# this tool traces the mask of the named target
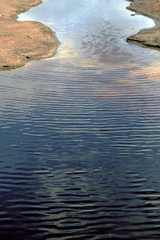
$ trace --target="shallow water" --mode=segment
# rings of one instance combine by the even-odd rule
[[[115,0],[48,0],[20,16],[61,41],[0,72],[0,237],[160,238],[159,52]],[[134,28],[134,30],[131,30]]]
══════════
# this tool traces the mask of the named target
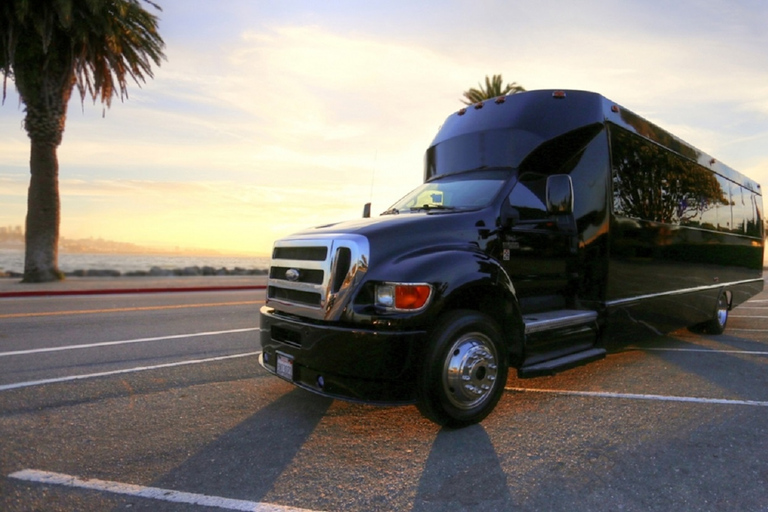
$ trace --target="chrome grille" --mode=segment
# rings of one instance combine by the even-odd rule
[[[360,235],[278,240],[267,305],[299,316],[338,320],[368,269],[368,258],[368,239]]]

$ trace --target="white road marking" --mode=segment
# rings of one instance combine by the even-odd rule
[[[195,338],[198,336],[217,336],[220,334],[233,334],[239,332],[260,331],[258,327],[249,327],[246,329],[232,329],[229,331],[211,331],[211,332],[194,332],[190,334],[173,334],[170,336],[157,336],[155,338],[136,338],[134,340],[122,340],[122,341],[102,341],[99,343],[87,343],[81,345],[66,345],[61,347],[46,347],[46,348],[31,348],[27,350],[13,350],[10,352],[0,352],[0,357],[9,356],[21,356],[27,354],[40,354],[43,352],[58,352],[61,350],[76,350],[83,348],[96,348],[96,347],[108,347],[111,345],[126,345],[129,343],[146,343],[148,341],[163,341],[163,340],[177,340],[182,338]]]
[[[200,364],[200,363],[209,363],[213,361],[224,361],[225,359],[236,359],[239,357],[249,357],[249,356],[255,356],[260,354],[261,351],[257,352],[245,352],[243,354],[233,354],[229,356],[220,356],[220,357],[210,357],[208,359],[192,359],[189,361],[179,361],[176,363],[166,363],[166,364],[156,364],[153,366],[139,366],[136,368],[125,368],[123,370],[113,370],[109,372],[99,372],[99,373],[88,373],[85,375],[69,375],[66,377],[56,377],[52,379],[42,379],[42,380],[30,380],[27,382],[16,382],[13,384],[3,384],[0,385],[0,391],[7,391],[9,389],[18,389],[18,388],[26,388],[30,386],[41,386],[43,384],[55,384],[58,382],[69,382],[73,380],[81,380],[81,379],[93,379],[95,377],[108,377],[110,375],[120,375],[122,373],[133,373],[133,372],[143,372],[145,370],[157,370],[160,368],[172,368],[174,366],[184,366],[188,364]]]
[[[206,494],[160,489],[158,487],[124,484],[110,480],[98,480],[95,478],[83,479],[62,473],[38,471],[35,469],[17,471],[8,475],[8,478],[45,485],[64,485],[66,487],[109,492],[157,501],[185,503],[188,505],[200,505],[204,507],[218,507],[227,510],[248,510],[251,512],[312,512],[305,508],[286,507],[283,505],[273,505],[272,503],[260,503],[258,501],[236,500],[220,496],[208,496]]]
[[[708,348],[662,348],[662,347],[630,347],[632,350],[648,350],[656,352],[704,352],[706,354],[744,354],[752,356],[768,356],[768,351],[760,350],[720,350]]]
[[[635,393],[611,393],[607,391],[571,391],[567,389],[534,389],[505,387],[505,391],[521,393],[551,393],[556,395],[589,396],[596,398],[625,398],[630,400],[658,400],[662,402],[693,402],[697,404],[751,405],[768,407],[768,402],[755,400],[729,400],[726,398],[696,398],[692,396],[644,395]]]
══════════
◆ **Your instructions**: Search the entries above for "mode". Return every line that has it.

◆ **Exercise response**:
$ trace --target="shallow water" --mode=segment
$ trace --target="chrome grille" --mode=segment
$ trace --target="white road marking" --mode=segment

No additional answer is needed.